Mandurah GPs Frank Jones and Alex Ashenden Honoured by RACGP for Dedication
Mandurah Doctors Recognised by RACGP for GP Excellence

Two dedicated doctors from Mandurah have been celebrated with prestigious national awards from the Royal Australian College of General Practitioners (RACGP) for their outstanding commitment to patient care and the medical community.

From Semi-Retirement to Training: A Career Spectrum Honoured

The accolades highlight two very different stages of a medical career. Professor Frank Jones, a former RACGP president now in semi-retirement, was presented with the esteemed Rose-Hunt Award in November 2025. This honour is the highest accolade the college can bestow. In contrast, Dr Alex Ashenden, who is at the beginning of his journey, was named the RACGP's GP in Training of the Year in August 2025.

Both practitioners work at the Murray Medical Centre and share a profound passion for general practice. Professor Jones began his medical career nearly five decades ago and has worked across every facet of GP life, including academia, education, and hands-on patient care. He moved to Mandurah 44 years ago and has witnessed the city and its health needs transform dramatically.

> **RECORDED INFORMATION**
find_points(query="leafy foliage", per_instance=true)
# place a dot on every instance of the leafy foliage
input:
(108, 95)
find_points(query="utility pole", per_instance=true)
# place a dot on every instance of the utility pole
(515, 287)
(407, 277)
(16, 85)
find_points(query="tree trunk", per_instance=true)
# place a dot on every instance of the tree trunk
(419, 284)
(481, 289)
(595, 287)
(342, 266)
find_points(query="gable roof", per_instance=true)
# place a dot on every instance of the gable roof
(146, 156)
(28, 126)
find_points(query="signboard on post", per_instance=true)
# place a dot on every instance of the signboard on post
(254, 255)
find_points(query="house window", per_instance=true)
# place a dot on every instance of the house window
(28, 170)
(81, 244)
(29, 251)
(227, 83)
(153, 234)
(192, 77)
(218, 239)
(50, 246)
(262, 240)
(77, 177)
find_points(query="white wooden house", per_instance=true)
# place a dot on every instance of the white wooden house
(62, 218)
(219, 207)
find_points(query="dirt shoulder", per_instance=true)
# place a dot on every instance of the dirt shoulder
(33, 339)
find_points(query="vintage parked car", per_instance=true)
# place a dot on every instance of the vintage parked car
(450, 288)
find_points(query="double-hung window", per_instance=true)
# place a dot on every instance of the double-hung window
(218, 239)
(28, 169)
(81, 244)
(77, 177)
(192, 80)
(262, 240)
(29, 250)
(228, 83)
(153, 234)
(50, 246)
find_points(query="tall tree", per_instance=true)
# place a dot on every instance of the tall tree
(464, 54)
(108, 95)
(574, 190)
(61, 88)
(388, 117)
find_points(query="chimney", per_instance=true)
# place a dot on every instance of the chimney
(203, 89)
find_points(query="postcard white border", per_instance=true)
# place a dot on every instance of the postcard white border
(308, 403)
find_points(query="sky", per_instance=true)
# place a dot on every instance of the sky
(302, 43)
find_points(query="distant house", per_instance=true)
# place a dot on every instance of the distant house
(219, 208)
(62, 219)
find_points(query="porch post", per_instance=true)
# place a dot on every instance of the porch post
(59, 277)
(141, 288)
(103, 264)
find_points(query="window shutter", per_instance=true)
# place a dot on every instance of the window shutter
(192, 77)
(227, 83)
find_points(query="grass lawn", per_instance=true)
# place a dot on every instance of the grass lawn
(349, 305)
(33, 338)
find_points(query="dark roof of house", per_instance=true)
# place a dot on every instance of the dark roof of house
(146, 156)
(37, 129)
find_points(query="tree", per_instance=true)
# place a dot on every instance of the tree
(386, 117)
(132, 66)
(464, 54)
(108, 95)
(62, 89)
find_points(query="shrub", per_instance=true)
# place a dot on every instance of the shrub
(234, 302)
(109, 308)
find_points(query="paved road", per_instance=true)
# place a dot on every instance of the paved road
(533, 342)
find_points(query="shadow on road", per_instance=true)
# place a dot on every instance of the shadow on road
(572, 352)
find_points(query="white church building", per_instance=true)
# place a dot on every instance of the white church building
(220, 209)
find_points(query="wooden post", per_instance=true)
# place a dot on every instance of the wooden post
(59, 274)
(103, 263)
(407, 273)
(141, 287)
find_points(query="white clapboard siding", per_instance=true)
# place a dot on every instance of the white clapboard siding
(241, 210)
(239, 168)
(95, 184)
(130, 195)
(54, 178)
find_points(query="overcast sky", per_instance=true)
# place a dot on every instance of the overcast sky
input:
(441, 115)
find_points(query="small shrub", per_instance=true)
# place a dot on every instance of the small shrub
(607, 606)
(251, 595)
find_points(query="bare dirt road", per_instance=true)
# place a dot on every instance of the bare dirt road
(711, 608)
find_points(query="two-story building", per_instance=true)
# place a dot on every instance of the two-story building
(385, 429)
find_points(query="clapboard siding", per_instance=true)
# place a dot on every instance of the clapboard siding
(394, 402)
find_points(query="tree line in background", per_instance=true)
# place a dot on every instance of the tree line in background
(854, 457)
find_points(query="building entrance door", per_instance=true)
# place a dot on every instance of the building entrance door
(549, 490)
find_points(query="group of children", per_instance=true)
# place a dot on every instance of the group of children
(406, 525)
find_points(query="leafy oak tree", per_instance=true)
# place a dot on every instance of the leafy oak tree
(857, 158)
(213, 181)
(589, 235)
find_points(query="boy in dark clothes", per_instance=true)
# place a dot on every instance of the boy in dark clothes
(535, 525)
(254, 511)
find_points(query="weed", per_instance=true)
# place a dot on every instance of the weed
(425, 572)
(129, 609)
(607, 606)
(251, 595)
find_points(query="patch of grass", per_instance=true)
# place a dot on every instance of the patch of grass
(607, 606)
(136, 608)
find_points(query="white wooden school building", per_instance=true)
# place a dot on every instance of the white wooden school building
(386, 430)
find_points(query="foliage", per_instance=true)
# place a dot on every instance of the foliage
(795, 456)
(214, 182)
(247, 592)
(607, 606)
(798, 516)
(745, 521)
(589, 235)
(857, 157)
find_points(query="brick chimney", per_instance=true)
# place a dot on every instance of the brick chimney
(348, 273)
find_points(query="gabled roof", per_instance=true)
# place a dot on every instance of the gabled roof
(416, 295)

> **EXERCISE GOAL**
Quote the passage of the article on the two Mandurah GPs between "Two dedicated doctors" and "in August 2025.", inclusive.

> **FINAL ANSWER**
Two dedicated doctors from Mandurah have been celebrated with prestigious national awards from the Royal Australian College of General Practitioners (RACGP) for their outstanding commitment to patient care and the medical community.

From Semi-Retirement to Training: A Career Spectrum Honoured

The accolades highlight two very different stages of a medical career. Professor Frank Jones, a former RACGP president now in semi-retirement, was presented with the esteemed Rose-Hunt Award in November 2025. This honour is the highest accolade the college can bestow. In contrast, Dr Alex Ashenden, who is at the beginning of his journey, was named the RACGP's GP in Training of the Year in August 2025.